◆ **Exercise directions**
Nothing but the lines from the one that contains "For this drill the class indicates the sign reading अश्विनी" through the end of the listing should appear, set down exactly.

Collected data entries
-*-*-

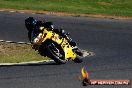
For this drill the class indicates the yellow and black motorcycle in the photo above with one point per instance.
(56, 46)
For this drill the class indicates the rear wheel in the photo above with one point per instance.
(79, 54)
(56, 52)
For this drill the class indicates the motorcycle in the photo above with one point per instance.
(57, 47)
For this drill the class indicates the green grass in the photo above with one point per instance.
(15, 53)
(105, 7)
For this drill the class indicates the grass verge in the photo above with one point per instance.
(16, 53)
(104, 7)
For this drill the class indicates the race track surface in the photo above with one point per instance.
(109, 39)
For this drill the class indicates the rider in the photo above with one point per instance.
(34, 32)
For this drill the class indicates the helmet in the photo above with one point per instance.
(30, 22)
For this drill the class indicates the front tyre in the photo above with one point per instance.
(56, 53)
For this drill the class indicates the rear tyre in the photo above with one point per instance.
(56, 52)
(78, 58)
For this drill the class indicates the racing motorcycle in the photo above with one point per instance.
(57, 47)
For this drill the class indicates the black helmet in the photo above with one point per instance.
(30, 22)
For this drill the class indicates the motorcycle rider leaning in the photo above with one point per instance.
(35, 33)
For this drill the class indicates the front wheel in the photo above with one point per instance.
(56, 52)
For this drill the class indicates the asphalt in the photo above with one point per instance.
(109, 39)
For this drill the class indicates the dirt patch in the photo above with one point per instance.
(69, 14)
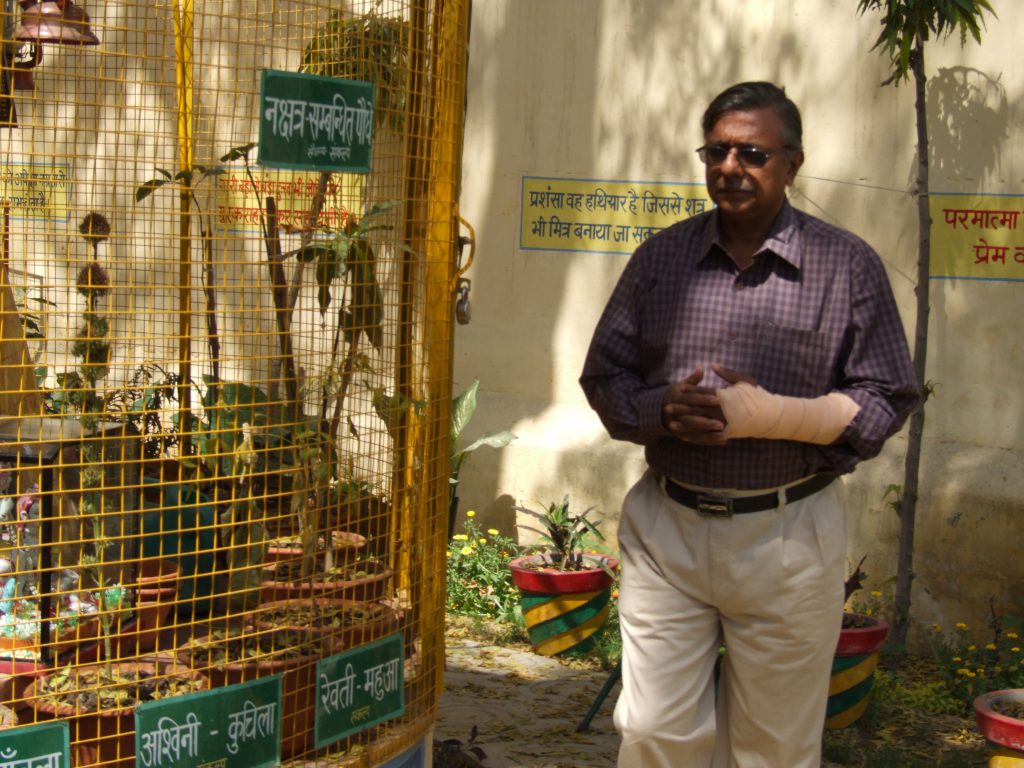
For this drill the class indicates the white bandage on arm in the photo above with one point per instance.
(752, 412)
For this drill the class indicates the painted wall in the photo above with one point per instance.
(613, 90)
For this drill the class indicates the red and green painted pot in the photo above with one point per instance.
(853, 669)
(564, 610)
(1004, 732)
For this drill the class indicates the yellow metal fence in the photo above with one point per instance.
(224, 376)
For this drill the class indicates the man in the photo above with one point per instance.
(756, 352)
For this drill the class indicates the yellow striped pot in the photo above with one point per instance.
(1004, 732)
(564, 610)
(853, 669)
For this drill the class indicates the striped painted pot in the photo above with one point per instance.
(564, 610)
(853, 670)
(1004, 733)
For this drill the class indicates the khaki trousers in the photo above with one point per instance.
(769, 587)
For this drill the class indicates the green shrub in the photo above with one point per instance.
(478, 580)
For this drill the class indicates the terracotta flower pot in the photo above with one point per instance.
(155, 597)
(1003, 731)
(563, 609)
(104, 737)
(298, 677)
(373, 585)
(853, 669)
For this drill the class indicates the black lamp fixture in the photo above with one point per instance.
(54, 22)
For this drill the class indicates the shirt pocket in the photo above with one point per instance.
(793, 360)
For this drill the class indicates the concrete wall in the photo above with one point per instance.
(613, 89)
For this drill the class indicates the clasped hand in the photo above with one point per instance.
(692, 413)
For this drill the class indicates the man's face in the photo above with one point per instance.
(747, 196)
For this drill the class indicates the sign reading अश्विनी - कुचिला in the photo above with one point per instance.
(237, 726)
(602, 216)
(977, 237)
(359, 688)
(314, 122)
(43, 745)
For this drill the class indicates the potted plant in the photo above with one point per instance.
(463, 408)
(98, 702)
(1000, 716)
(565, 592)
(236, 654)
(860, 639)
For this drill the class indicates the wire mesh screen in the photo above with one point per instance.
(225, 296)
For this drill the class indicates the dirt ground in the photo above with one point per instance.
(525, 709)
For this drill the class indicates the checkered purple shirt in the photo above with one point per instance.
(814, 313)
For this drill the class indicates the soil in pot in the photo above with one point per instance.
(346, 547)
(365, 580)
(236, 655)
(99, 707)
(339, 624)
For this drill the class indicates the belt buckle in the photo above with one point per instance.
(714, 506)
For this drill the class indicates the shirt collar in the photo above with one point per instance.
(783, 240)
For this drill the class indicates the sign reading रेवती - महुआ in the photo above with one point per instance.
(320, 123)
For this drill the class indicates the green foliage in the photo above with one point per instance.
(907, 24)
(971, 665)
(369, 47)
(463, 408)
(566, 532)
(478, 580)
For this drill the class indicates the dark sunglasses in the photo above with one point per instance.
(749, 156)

-*-*-

◆ **Complete response**
For this drill the class indicates the sign reading अश्विनी - कुचिला in the photo above with one point per instance.
(237, 726)
(602, 216)
(977, 237)
(359, 688)
(314, 122)
(43, 745)
For this drill the class indicates the potted plant in the photo above with one point per instance.
(463, 408)
(98, 702)
(1000, 716)
(565, 592)
(236, 654)
(860, 639)
For this drill the class indicates the wire mesh screen in the photo above with one point per instance.
(225, 296)
For this drill the class indicates the dirt ground in the photo above with one point per instance.
(525, 709)
For this drill the class indicates the checkered purple shirt in the photo above with one point per instance.
(814, 313)
For this drill the class indicates the soil in pot in the photo above with one point per instance.
(346, 547)
(365, 580)
(236, 655)
(99, 707)
(339, 624)
For this drill the class indicates the belt buckle in the photo above with one point per instance.
(714, 506)
For this drill the class indicates the shirt collar in the photo above with one point per instance.
(783, 240)
For this drill the class indicates the sign reading रेवती - महुआ in the photo above with one point per instance.
(320, 123)
For this drill the class indicates the green foliage in the photo above with one point per instance.
(907, 24)
(971, 665)
(369, 47)
(463, 408)
(566, 532)
(478, 580)
For this drill the class indicates the dark sunglasses in the photo above with one point per instance.
(749, 156)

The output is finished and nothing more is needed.